Exercise objective
Word for word, repeat the entries, minus the pictures.

Items from a dataset
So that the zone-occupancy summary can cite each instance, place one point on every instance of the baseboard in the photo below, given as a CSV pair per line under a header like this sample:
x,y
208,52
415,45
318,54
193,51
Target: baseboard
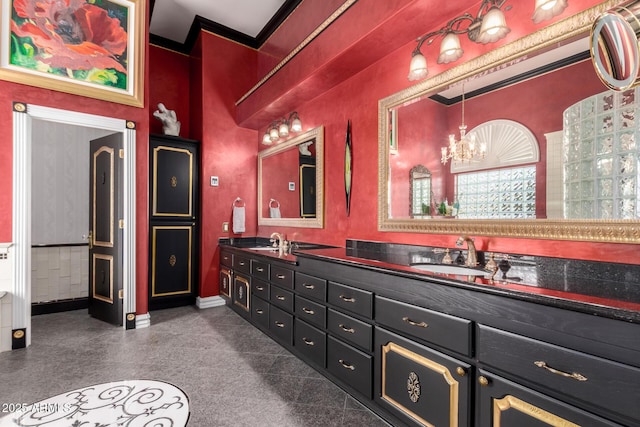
x,y
209,302
143,320
59,306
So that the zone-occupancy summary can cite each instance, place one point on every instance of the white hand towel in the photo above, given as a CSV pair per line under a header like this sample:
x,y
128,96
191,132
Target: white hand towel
x,y
238,219
275,212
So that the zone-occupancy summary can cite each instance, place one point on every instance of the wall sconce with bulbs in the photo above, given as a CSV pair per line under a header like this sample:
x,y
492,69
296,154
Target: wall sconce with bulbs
x,y
488,26
281,128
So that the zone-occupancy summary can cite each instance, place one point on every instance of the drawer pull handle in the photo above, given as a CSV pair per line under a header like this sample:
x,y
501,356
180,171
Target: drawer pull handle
x,y
576,376
347,365
347,329
412,323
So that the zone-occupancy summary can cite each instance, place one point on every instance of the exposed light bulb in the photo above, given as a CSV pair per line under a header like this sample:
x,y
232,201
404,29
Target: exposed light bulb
x,y
296,124
418,67
283,130
547,9
450,49
494,26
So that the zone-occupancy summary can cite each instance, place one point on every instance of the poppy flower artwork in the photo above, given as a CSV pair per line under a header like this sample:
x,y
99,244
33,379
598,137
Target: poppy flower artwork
x,y
92,43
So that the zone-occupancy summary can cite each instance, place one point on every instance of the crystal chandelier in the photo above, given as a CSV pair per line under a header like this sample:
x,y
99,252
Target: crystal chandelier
x,y
466,148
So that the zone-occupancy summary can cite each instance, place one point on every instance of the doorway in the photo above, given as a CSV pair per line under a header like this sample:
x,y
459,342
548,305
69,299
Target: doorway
x,y
23,117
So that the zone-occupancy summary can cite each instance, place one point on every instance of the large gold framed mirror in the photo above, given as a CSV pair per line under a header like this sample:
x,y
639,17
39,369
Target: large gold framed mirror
x,y
290,182
408,106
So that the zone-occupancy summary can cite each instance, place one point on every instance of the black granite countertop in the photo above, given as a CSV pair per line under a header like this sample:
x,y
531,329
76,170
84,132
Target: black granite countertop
x,y
598,288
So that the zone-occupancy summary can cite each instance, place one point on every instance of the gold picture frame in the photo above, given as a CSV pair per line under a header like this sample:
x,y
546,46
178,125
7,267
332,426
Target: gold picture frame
x,y
57,49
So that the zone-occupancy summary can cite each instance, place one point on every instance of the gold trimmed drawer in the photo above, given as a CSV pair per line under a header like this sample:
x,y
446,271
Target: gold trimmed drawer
x,y
351,366
505,403
260,269
226,258
613,387
311,342
349,329
451,332
310,311
281,276
354,300
311,287
260,288
241,264
421,385
282,298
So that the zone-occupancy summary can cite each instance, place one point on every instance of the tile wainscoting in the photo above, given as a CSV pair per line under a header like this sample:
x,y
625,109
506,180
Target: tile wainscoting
x,y
59,273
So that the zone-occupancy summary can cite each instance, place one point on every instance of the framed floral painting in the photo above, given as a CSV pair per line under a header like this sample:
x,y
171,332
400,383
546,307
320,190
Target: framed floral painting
x,y
92,48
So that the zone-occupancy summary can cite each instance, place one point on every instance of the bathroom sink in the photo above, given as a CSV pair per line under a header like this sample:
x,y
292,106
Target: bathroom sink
x,y
459,270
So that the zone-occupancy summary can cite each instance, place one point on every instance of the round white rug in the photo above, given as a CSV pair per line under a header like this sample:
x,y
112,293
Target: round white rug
x,y
134,403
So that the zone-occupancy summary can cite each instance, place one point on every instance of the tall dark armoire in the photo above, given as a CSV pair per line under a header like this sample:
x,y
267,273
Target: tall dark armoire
x,y
173,222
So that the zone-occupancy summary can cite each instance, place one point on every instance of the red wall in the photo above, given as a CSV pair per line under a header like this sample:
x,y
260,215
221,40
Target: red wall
x,y
169,76
10,92
228,151
220,72
356,99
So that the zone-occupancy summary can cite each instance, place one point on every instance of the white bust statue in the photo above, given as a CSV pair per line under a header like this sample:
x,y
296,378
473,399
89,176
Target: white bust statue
x,y
170,124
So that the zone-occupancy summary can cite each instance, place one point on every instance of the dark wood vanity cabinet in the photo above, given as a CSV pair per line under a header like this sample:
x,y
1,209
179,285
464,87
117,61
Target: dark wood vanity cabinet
x,y
505,403
576,377
421,353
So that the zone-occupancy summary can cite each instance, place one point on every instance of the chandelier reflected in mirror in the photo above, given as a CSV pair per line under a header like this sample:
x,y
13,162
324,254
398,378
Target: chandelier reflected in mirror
x,y
465,149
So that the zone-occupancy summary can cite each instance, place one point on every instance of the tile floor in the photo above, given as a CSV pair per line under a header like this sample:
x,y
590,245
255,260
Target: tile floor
x,y
233,374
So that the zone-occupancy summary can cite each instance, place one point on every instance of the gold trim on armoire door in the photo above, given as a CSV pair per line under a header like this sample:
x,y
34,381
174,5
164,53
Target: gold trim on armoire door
x,y
227,275
414,381
173,182
172,260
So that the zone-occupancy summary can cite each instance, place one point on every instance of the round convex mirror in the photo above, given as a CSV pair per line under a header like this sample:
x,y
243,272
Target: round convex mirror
x,y
614,46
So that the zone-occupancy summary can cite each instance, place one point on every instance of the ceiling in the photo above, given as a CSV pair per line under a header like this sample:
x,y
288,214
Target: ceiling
x,y
175,24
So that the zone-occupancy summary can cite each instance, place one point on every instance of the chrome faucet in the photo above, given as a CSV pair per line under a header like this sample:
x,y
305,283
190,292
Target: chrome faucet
x,y
278,241
472,256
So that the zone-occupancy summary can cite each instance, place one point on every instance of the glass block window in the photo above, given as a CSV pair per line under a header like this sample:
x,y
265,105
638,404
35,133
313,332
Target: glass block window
x,y
600,157
497,194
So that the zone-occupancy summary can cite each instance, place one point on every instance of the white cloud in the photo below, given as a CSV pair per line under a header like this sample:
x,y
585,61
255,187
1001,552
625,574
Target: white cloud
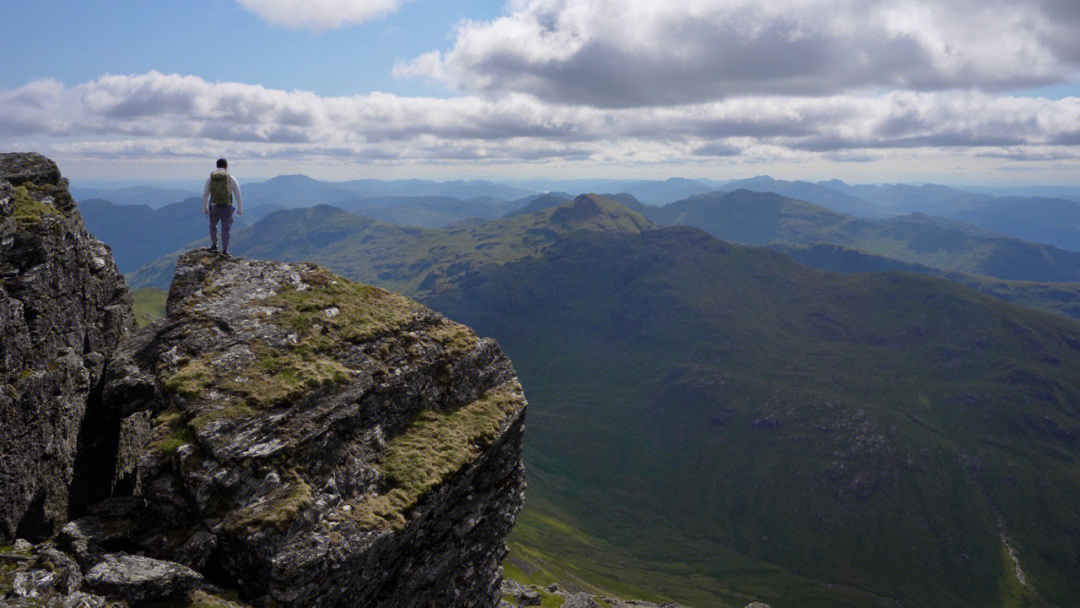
x,y
170,116
634,53
320,15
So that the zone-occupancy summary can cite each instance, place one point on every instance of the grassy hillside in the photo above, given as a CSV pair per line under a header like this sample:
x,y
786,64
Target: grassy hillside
x,y
771,431
758,218
1060,298
149,305
714,423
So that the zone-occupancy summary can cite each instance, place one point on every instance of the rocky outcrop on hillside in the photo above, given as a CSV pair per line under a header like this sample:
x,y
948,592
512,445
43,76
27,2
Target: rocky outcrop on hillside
x,y
287,437
63,309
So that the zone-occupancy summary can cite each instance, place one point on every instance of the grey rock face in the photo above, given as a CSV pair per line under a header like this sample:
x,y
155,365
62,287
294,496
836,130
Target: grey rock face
x,y
63,309
140,578
313,442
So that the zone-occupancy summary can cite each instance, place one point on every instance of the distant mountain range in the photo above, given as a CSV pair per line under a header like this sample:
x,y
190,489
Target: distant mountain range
x,y
139,233
134,196
758,218
1052,217
712,421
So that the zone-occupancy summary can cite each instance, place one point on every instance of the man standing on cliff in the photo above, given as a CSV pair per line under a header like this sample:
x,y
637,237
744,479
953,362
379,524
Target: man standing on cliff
x,y
218,193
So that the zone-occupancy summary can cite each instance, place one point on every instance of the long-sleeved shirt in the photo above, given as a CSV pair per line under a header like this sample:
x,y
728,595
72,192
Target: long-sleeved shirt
x,y
235,194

Task output
So that the zone-occupancy summary can cite each instance, place one point on every instance of the baseboard in the photo below, given as a CSV pair per line under a header like this sample:
x,y
208,52
415,45
318,54
193,51
Target: baseboard
x,y
209,302
143,320
59,306
So that the zone-occupancy summary can cite each instance, place one point on every instance of the white hand towel in the photo above, given as a CSV pair per line under a header like this sample:
x,y
128,96
191,132
Target: white hand towel
x,y
238,219
275,212
So that the zone-occupancy summary can cite each instance, place one point on every instance of the wall sconce with bulbs in the photo above, given as a CSV pair per line under a header like this sample:
x,y
492,69
296,154
Target: wall sconce with bulbs
x,y
488,26
281,128
So that the zone-occupancy summary can cite each instance, place one point on every instance of the drawer pull handle in the photo above, given as a CSV pair per line under a header like this sample:
x,y
501,356
180,171
Target: drawer pull handle
x,y
576,376
347,365
347,329
412,323
So that the zone-occupancy summary can cite each instance, place one point on every instance of the exposed light bulb in the photo above, given as a CSV pair per line under a header like this sample:
x,y
232,201
404,29
Target: exposed light bulb
x,y
296,124
418,67
283,130
547,9
450,49
494,26
So that the zone-occupancy summary can cite each instance, place one point on every instance of the poppy flower artwork in the photo above, given as a CSV pair per line under a header like this sample:
x,y
99,244
33,379
598,137
Target: poppy flower artwork
x,y
92,43
So that the zone-occupancy summary can cite each instance, place one point on every instance of the crystal chandelier in the photo above, given as a CSV pair per line under a header like this sample:
x,y
99,252
Target: crystal chandelier
x,y
466,148
So that the zone-occupancy summary can cite each instance, place one point on every instance of the doorway in the photo above, given as a CSV pair per line under a header like this sample:
x,y
459,342
548,305
69,299
Target: doorway
x,y
23,117
So that the zone-occupancy summary can cite each instance, place one point on every instance of the large gold framed mirror in the photo above, given as a CSV pair per line under a header like this sample:
x,y
639,17
39,369
Target: large gold framed mirror
x,y
290,182
408,106
So that the zone-occupancy summary can cite each instance, place one point on every instance of the black granite countertop in the photo above, given as a CSV pair per line under a header like this sample:
x,y
531,329
76,170
84,132
Target: black granite countertop
x,y
598,288
So that the zone-occupancy summary can cite each instance, place one point on every instance of the gold picture frame in the photo above, given as a CSV pair per line under a header like this sample:
x,y
546,46
178,125
7,267
332,426
Target: gold picture frame
x,y
57,49
So that the zone-occupancy summary can cite each instance, place one point on every instance of the gold trimmed drawer in the photo above, given as a CSV pair per line under a header like this sample:
x,y
446,271
Target: gold trimmed drawer
x,y
351,366
505,403
260,269
226,258
613,387
311,342
349,329
451,332
310,311
281,276
354,300
311,287
260,288
241,264
421,385
282,298
So that the zone-occupancy summary can cite each instance, place one point on every instance of the tile wainscoting in the photo above, given as a CSV pair per line under a header like this sample:
x,y
625,109
506,180
Target: tile wainscoting
x,y
59,273
So that the zone-occupancy summary can cite each instance, place one point on every instance of the framed floral painting in the photo above, given as a CSV pair per line under a header like this sample:
x,y
171,332
400,383
546,307
320,190
Target: framed floral painting
x,y
92,48
So that the zone-occupancy summary can cite each instance, place one point on every instance of the bathroom sink in the photo above, given as a CSV pair per line under a header like this sample:
x,y
292,106
Target: bathroom sink
x,y
459,270
So that the zone-occupancy summary can cite each instance, place one point on every instance of the round white rug in the photo above, given as a CSV pair per line under a header like this sample:
x,y
112,293
Target: round white rug
x,y
134,403
So that the zone-occupancy summary can cite each instance, place one point on every instance of the tall dark armoire in the photo above, given as a CSV pair per line under a header like this sample:
x,y
267,273
Target: tall dark armoire
x,y
173,222
So that the zone-occupancy summary can cite each instance, place one point on every instance of the red wall in the photo above, given as a CSV pair per line under a header like this sample:
x,y
260,215
221,40
Target: red wall
x,y
169,76
10,92
228,151
220,72
356,99
So that the zone-occupancy summary can cite each instance, place one point on every instance of the white bust statue in the photo above, given as a CSV pair per line under a header like this sample:
x,y
296,378
473,399
89,176
Target: white bust statue
x,y
170,124
So that the zone-occupancy summary can cite each instance, place one point on every instance of the dark wood vanity cabinet in the photo above, given as a CSV pair per line under a header like this sample:
x,y
1,209
179,285
464,87
117,61
Target: dark wood vanity cabinet
x,y
505,403
576,377
421,353
So that the zone-occupancy summary can cite each instance, place one point on every instance of the chandelier reflected in mirror in the photo above, given as a CSV pair per line under a header like this sample:
x,y
13,162
324,254
398,378
Target: chandelier reflected in mirror
x,y
465,149
So that the zone-occupancy summary can cite each instance, place one point on every instance of the tile floor in the photo above, given as a CSV pair per line under a header like this sample:
x,y
590,245
255,260
Target: tile floor
x,y
233,374
So that the zone-occupancy summary can cite each instance, place one point on every instance of the gold trim on armoire door in the photo above, given as a CSV pair per line under a header like this sample:
x,y
34,381
174,5
164,53
Target: gold trim on armoire door
x,y
227,275
414,381
173,182
172,260
So that the zone-occupancy summary can cite each instance, place one point on every instance of the round convex mirror in the photo above, given as a CSV pair per line under a header like this sample:
x,y
243,272
Target: round convex mirror
x,y
614,46
So that the zone-occupancy summary can cite each instance, place one point on every instance of the ceiling in the photo above, given as a CSV pair per line under a header like this sample:
x,y
288,214
Target: ceiling
x,y
175,24
So that the zone-occupancy summary can cite each instance, place one point on every instance of the chrome faucet in the photo above, given as a CSV pair per line under a header like this sample:
x,y
305,283
190,292
Target: chrome faucet
x,y
278,241
472,256
So that the zone-occupancy summary can cite each instance, place one point on every instance of the glass block window in the photo above, given as a CSV pair per line under a header like this sample:
x,y
265,105
638,404
35,133
313,332
Target: glass block window
x,y
600,157
497,194
So that the zone-occupancy summary can cite each instance, place one point on every instance of the white cloud in the photo below, given as a CSV pair per line under a header like this sample:
x,y
585,61
255,187
1001,552
625,574
Target: white cloud
x,y
170,116
634,53
320,15
So that the zone-occupancy summary can cite each instance, place one point on every instance of the grassy hillside in the photo above, given as a CSV pair per line under a header like this sample:
x,y
786,64
Target: grassy hillside
x,y
771,431
758,218
1060,298
149,305
714,423
So that the zone-occupancy summary can cite each instance, place one point on every instance of the rocky outcrop on hillside in the photo above, given as a CSV pair per line under a header like this sample:
x,y
948,592
512,445
43,76
27,2
Target: rocky outcrop on hillside
x,y
287,437
63,309
So that the zone-occupancy summary can cite each instance, place one point on every instance of the grey rock face in the photo above, given as a CSV pair per line under a header like this sample:
x,y
155,365
62,287
294,496
836,130
Target: grey rock face
x,y
63,309
140,578
313,442
So that the zone-occupancy summary can cite each instance, place one point on every instance of the distant mountain range in the photo above, given as a CSV pair per line under a header like this sample:
x,y
190,489
Target: distant mountain range
x,y
139,233
134,196
758,218
1052,217
712,421
So that the zone-occupancy summary can cite each instance, place one point on every instance of the man standing on cliff in the photo above, given as a CSV pair per line under a header like this sample:
x,y
637,237
744,479
953,362
379,524
Target: man standing on cliff
x,y
218,193
So that the zone-occupancy summary can cite each instance, place one point on every instance of the long-sleeved shirt in the photo above, given as a CSV pair per line under a header like this sample:
x,y
728,595
72,192
Target: long-sleeved shirt
x,y
235,194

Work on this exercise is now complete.